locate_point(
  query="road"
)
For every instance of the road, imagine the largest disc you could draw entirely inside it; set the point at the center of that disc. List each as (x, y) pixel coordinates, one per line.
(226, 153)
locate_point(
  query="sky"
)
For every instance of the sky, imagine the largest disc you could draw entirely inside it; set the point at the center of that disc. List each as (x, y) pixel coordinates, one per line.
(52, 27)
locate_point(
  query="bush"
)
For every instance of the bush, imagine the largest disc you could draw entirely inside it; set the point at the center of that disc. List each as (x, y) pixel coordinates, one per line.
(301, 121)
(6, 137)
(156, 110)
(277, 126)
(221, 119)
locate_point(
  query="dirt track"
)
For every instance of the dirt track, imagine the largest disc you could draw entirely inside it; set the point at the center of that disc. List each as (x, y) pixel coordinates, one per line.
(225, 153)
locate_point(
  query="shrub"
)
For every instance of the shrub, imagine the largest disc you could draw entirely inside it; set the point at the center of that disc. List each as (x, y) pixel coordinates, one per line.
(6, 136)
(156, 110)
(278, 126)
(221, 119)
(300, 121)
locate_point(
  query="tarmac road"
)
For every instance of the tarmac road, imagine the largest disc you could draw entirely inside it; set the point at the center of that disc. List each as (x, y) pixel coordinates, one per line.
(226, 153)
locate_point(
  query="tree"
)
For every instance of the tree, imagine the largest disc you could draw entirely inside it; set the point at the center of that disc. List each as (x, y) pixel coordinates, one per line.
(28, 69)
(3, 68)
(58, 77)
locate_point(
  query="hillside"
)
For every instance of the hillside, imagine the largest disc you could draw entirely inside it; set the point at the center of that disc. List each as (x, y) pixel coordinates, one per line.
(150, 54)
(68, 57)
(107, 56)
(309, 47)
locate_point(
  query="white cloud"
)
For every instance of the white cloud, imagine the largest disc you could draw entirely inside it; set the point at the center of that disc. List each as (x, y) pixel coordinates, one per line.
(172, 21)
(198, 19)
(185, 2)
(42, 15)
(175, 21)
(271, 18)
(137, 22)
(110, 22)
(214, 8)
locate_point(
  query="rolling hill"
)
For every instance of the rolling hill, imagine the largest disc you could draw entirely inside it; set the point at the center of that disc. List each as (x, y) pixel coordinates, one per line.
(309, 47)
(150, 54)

==

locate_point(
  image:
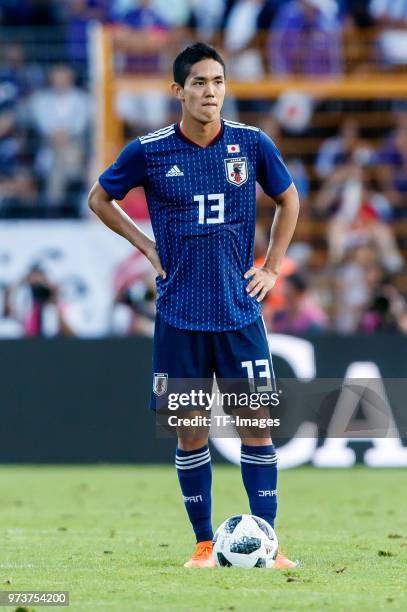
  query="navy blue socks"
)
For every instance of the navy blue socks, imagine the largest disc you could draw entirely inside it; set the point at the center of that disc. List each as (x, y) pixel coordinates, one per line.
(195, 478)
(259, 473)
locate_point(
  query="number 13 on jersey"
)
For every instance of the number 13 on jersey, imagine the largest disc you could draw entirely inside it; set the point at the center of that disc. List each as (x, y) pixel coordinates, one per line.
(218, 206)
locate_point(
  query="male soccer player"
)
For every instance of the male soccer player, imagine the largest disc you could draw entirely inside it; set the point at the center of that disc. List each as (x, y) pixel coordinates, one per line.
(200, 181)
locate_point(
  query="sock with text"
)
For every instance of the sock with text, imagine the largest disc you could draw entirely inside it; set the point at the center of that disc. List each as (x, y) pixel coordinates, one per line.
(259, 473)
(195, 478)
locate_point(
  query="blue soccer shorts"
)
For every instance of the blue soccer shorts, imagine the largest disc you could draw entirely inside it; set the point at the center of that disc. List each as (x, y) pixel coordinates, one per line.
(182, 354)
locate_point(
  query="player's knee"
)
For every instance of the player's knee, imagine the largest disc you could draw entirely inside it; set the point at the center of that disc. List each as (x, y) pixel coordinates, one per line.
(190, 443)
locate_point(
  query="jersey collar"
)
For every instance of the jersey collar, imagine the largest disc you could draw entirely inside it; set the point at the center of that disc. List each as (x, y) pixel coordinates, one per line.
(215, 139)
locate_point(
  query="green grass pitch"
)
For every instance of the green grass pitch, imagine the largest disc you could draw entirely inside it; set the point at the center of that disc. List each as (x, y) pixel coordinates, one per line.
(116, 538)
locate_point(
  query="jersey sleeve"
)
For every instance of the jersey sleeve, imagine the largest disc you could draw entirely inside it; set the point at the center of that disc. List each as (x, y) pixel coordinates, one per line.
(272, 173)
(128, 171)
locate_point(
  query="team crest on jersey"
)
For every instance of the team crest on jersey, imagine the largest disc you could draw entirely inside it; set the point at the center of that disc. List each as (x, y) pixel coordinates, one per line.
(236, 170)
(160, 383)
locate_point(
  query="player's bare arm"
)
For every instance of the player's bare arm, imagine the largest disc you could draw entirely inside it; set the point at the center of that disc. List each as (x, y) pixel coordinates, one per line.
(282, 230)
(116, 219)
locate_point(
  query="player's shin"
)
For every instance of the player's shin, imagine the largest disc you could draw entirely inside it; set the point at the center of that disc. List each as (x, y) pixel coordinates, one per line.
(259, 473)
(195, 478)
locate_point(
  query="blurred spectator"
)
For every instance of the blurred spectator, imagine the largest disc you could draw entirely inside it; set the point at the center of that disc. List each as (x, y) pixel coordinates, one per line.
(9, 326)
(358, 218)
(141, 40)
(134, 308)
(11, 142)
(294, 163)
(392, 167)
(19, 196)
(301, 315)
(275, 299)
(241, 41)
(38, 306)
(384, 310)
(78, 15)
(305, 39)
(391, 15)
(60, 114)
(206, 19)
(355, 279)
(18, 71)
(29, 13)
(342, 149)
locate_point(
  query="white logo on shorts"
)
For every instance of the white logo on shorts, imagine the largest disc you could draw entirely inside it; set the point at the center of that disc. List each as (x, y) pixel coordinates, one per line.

---

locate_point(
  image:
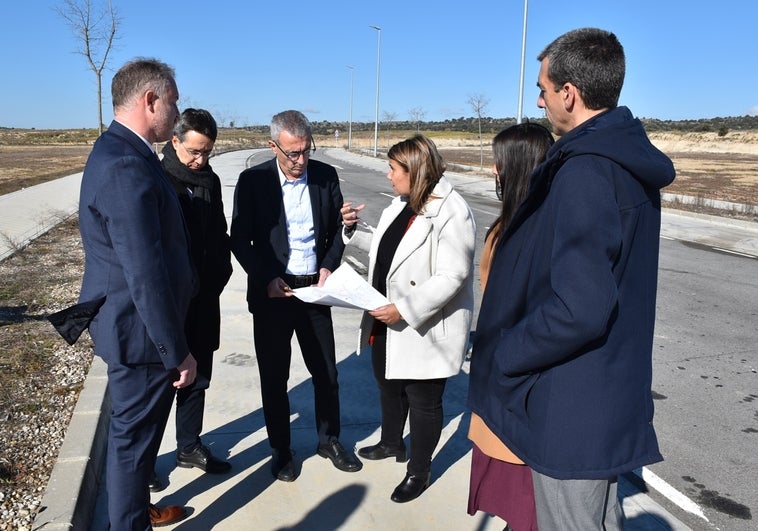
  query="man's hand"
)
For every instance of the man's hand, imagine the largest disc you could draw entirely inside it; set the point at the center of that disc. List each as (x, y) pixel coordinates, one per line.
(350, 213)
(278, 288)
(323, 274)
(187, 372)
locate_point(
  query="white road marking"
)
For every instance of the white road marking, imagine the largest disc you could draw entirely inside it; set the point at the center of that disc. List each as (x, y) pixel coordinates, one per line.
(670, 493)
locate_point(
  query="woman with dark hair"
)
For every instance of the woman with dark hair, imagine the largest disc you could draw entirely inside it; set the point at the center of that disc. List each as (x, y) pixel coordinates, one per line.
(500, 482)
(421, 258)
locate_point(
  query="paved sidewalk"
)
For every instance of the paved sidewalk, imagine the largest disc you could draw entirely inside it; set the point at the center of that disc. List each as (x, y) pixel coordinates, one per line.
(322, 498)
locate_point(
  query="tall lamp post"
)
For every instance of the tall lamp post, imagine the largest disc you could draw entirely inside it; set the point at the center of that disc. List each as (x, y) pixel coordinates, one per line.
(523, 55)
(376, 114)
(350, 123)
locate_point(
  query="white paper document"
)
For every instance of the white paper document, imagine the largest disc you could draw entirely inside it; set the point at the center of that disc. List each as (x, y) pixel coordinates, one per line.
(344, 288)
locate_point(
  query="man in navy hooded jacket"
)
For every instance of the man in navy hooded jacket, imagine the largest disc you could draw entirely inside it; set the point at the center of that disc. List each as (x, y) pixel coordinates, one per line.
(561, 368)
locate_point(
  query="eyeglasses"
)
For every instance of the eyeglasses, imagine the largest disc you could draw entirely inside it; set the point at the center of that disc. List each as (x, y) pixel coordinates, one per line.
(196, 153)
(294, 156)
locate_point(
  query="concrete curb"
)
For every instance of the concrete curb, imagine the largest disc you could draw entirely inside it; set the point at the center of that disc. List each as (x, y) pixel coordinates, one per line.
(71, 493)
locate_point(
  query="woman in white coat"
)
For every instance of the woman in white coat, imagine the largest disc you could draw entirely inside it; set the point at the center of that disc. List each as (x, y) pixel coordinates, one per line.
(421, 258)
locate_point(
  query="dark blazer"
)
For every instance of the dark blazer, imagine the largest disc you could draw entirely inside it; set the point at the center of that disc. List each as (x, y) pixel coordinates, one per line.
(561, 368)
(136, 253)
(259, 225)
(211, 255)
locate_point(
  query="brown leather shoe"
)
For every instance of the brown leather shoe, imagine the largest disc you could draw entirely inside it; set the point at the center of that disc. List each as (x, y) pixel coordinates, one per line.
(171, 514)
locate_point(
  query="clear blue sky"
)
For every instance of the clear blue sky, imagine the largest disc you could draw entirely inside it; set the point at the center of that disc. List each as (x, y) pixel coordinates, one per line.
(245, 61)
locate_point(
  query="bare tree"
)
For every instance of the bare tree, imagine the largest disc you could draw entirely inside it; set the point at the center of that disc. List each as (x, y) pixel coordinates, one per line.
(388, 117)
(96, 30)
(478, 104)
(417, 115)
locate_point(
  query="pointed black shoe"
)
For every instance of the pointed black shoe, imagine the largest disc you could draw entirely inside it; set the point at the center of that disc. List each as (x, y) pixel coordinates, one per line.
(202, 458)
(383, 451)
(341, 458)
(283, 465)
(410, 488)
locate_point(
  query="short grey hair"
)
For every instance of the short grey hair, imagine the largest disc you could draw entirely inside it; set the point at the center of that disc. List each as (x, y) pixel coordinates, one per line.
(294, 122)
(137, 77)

__Work required__: Locate each line in the listing above that contains the string "shoe" and copy those lines out. The match is case-sensitive.

__Solution to this exercise__:
  query="brown leather shoe"
For every instance of the brown leather shoe, imagine the largest disc you could draw entirely inside it; set the point at the center of that disc. List each as (x, y) pixel coordinates, one per line.
  query="pointed black shoe"
For every instance of the pointed black shoe, imagine the largest disc you could draw entirely inside it; set the point at the center of that disc. List each as (x, y) pixel coordinates, one per line.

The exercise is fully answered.